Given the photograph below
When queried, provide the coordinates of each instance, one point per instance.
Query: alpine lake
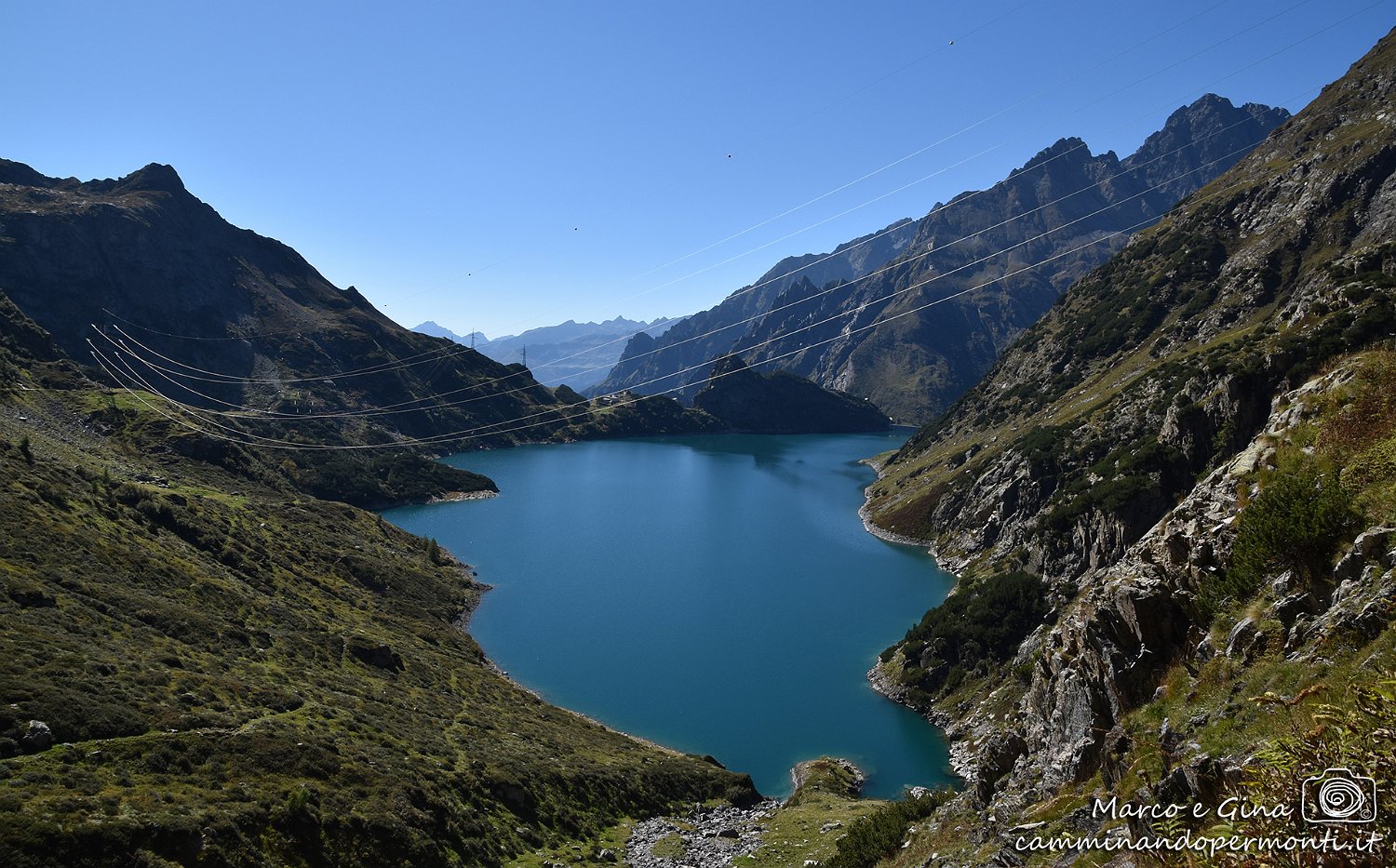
(714, 594)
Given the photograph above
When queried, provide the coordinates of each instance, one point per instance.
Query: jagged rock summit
(913, 315)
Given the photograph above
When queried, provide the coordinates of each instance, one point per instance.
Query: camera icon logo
(1337, 795)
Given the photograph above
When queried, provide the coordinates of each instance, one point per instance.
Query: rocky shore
(705, 837)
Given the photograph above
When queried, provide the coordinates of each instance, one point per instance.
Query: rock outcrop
(949, 290)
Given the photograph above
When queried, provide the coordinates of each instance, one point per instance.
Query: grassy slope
(239, 674)
(1083, 394)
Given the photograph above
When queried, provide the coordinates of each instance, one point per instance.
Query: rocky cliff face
(260, 324)
(1114, 449)
(678, 360)
(952, 289)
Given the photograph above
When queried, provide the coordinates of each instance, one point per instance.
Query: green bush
(1297, 522)
(879, 835)
(980, 624)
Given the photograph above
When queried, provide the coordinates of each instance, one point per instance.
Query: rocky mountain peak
(155, 178)
(1063, 147)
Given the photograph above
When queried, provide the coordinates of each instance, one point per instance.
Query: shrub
(879, 835)
(1295, 522)
(980, 624)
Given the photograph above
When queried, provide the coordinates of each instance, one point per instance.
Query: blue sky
(516, 164)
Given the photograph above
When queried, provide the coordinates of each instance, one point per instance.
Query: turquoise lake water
(718, 594)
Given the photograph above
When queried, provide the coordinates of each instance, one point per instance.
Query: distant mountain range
(912, 315)
(574, 354)
(1172, 510)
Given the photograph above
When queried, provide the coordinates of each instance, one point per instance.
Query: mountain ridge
(1158, 493)
(921, 359)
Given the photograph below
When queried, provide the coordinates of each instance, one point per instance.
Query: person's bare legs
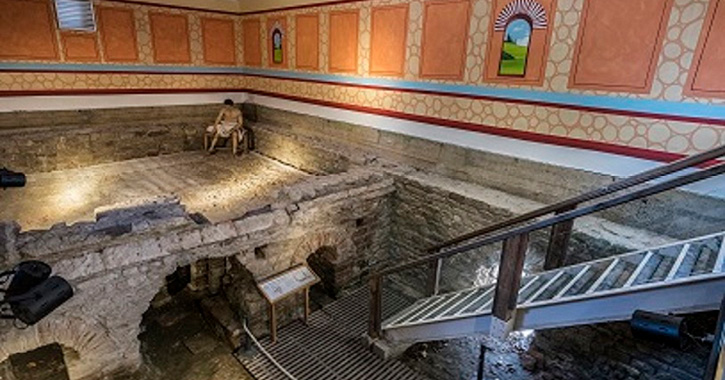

■ Work to be completed: All entries must be output exactly as they stand, and every picture must be left out.

■ Answer to this problem:
Given the photograph below
When queried, provide the coordinates of each instance, one point per instance.
Query: alpine lake
(714, 594)
Given the photograph above
When queried, provide the coordinates of each instance, one point per instance.
Query: jagged rock summit
(913, 315)
Given the photograph above
When queried, provide the coordinates of each instance, one point per instance.
Query: camera icon logo
(1337, 795)
Given the photograph above
When queried, provide the coordinates of each instance, one point per instance.
Query: rocky shore
(705, 837)
Given the photograph above
When queried, provide the coordinates of each instance, one point per instance.
Query: rock outcrop
(949, 290)
Given the photograph above
When queried, provide the coordinates of each instance, one point per instance.
Query: grassy slope
(239, 674)
(1083, 394)
Given the photograph above
When queried, provide the coordinates of each instance, one point per instance.
Query: rocky cliff face
(260, 324)
(1114, 449)
(678, 360)
(952, 289)
Given the photograph above
When queried, provide the coordinates of each instance, one point per instance.
Query: green bush
(1297, 522)
(879, 835)
(980, 624)
Given the photograph above
When queried, provide the coordinates of each instance, one point per instance.
Query: rocky mountain peak
(155, 178)
(1063, 147)
Given the photograph above
When queried, provide the coordinates of each instance, one point per instance.
Query: shrub
(879, 835)
(1295, 522)
(980, 624)
Given the photograph above
When queried, provide the coordinates of each instance, one point per instance.
Query: blue sky
(516, 164)
Given the photograph above
When queried, provide the coordinates of each instance, one point per instance.
Query: turquoise lake water
(718, 594)
Given the photograph above
When queried, provide the coordinates of each instance, one point per instance.
Query: distant mountain range
(912, 315)
(574, 354)
(1172, 510)
Given the photograph above
When queried, provide the coordinates of each instance, one point per instance.
Query: mountain ridge
(1158, 493)
(921, 359)
Given the photograph below
When queried, provide the coordinates of each instance, one point per instance.
Query: person's bare legs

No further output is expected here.